In the next few days, media widely covered MOM’s success and with that, anyone who has a slightest connection to media came to know about MOM. Many facts about Mars Obiter Mission (MOM) were tossed around in media and rightfully so. With the success of MOM (Mars Orbiter Mission), India has become only the fourth country (or group of countries) to reach the Mars, other three being United States, Europe and Soviet Union.  Going to the mars itself may not seem the big news to many but, succeeding it in its first try is pretty impressive when not any other county in the world had been successful in reaching to mars on its first try, and when more than half of the attempts made by different space agencies in the world have failed. Yes, you read it right, 23 out of 40 missions to reach mars including Japan’s 1999 and China’s 2011 missions have been failed.

One may argue that years of research and technological advances done by NASA and other space agencies might have made it easy for ISRO to be successful in its first try, but at the same time anyone who has been to India or lives in India, knows how big of a deal it is to get a space program in itself and to get to Mars – not to mention in its first try – when half of the country’s population is below poverty line and Millions of people don’t even have clean water or as basic necessities as toilets in their homes.

While whole nation and most of the educated & aware people around the world applauded ISRO’s achievement, there are many who opposed and criticized India’s space programs. Again, there aren’t many educated people who oppose any country’ s space programs, yet in last few days, I came to know quite a few people (Indian and foreigners) who were very critical of ISRO and their programs. Most of the time, the sole reason to oppose the space programs tends to  be ignorance or misinformation of these kind of programs and their value to society as well as to the nation’s good. While foreigners tend to find India a poor country with many people needing basic amenities, it is not surprising to find them criticising space program. Also, when more than half of the population of a country is below poverty line and struggles to make ends meet, it is understandable to find them getting frustrated with government spending so much money in programs that don’t seem directly affecting their lives.

Without trying to justify anything or taking sides let us just try to look objectively at the benefits of having various ISRO’s space programs. One of the criticisms of ISRO comes from an uneducated view that ISRO is taking a large chunk of government money to fund its programs and thus forcing the government to neglect other issues such as poverty.  It is essential to note that ISRO’s annual allotted budget for 2013 – 2014 is $950 Million, which is about 0.33% of the total Indian budget. Now, compare that with the NASA’s budget for 2013, about $18 Billion which is 0.5% of the total USA budget and almost 19 times more than ISRO’s budget.

If we want to get an idea about government spending on poverty programs, we can compare space programs’ funding ($950M) with other government programs like Employment program (NREGA) that gets a budget of $7.24 Billion (Almost eight times more than ISRO’s total budget) or Subsidized / free food program (FSB) that has a budget allocation of $20 Billion (Almost twenty-one times more than ISRO’s total budget). We can see that space programs gets a fraction of the funding government spends on other necessary programs  which allows us to  safely say that we are not funding ISRO more on account of other essential and important government programs.

------------------------

Carry the essay on India's Mars Orbiter Mission and ISRO's funding forward from its last sentence.

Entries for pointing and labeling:
------------------------

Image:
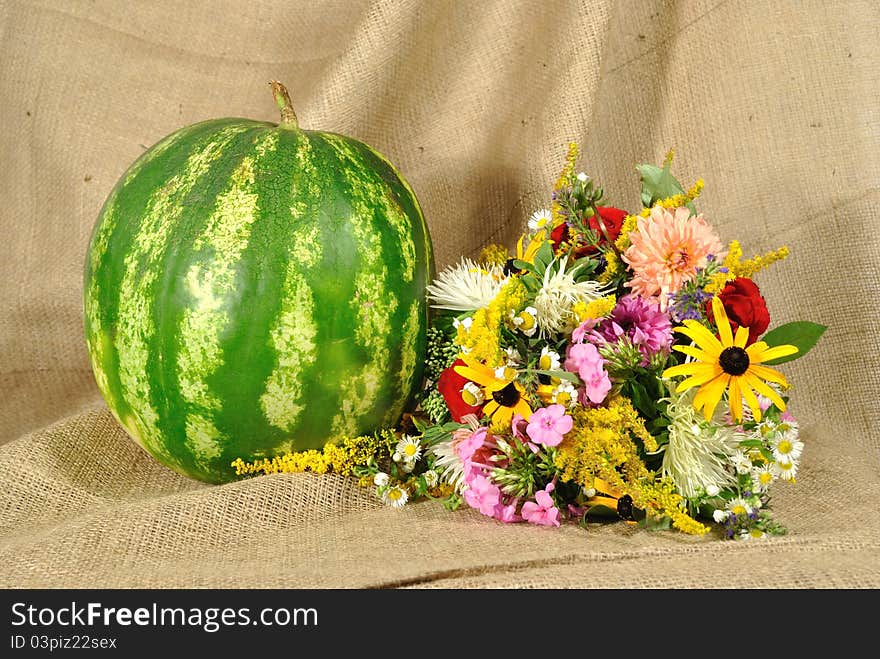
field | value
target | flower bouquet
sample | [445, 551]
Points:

------------------------

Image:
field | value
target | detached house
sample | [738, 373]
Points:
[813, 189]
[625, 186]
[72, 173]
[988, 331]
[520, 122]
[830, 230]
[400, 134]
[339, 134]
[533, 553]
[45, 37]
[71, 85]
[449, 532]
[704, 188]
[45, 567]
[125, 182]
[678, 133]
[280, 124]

------------------------

Task response:
It is very easy to just assume that ISRO’s main task is to go to space in their cool spaceships; However, ISRO’s main object (or any scientist’s for that matter) is to collect data. The main task of any science is to collect and analyze data so that we can solve problems or learn more about the world we live in.  ISRO has been so good at their jobs of collecting data that, according to V.K. Dhavan – President of Indian Society of Remote Sensing – it has helped increase the productivity of farming sector by 7 percentages and thus helping the farm sector to contribute about Rs. 50,000 Crore to national GDP over the years. And no these are not just random numbers thrown by some politicians; these are actual studies done by premier economic research institute NCAER. Not only that, but when fishing community used these remote sensing data, they contributed Rs. 24,000 Crore to the GDP and saved 30 percent of fuel consumption with the help of timely updates on sea condition, fishing zones and weather.

Now, let’s remember Cyclone Phalin storm of Odisha and Andhra Pradesh – the strongest storm to hit the state in 14 years – that impacted 12 Million people from Odisha and left more than 100,000 people from both states stranded. With the help of ISRO’s 11 remote sensing satellites, National Remote Sensing Centre in Hyderabad was able to forecast the cyclones more than 72 hours in advance and thus helping to save lives of Indian citizens. A country as vast as India benefits a lot in communication sector from ISRO’s remote sensing and communication programs like IRS and INSATs to connect its remote areas at the same time also benefiting in building an essential infrastructure for the country.

One of the main reasons to fund ISRO is that it is a self funded body. It generates revenue by helping foreign countries in satellite launches and by selling satellite data and imageries through its Antrix Subsidiary – Antrix Corporation Limited. In the year 2013 – 2014, the turnover of Antrix was Rs. 13 Billion, which was way more than ISRO’s allocated government budget. In fact, the primary objective of the Mars Orbiter Mission (MOM) is to showcase India’s rocket launch systems, spacecraft-building and operations capabilities. Specifically, the primary objective is to develop the technologies required for design, planning, management and operations of an interplanetary mission.

While media is celebrating ISRO’s first attempt success, it also didn’t forget to mention the budget of this mission. With $73 Million (Rs. 450 Crore) budget, MOM became cheapest Mars mission and it became very popular among media to compare MOM’s budget with Gravity’s (a Hollywood Sci-Fi Movie) budget of $100 Million.  Even when Mr Prime Minister very conveniently compared MOM’s budget to a Hollywood movie budget, one cannot help but notice that he himself – and again very conveniently – neglects to compare MOM’s budget to any other government programs such as his own dream project “Statue of Unity” – The grand statue of Sardar Patel on the bank of river Narmada which has a budget of Rs 2,980 crore – almost four times more than project MOM.

So, before we criticise ISRO, we should take time to understand its value to the country.  And we should always remind ourselves that investment in science and technology has never failed human kind.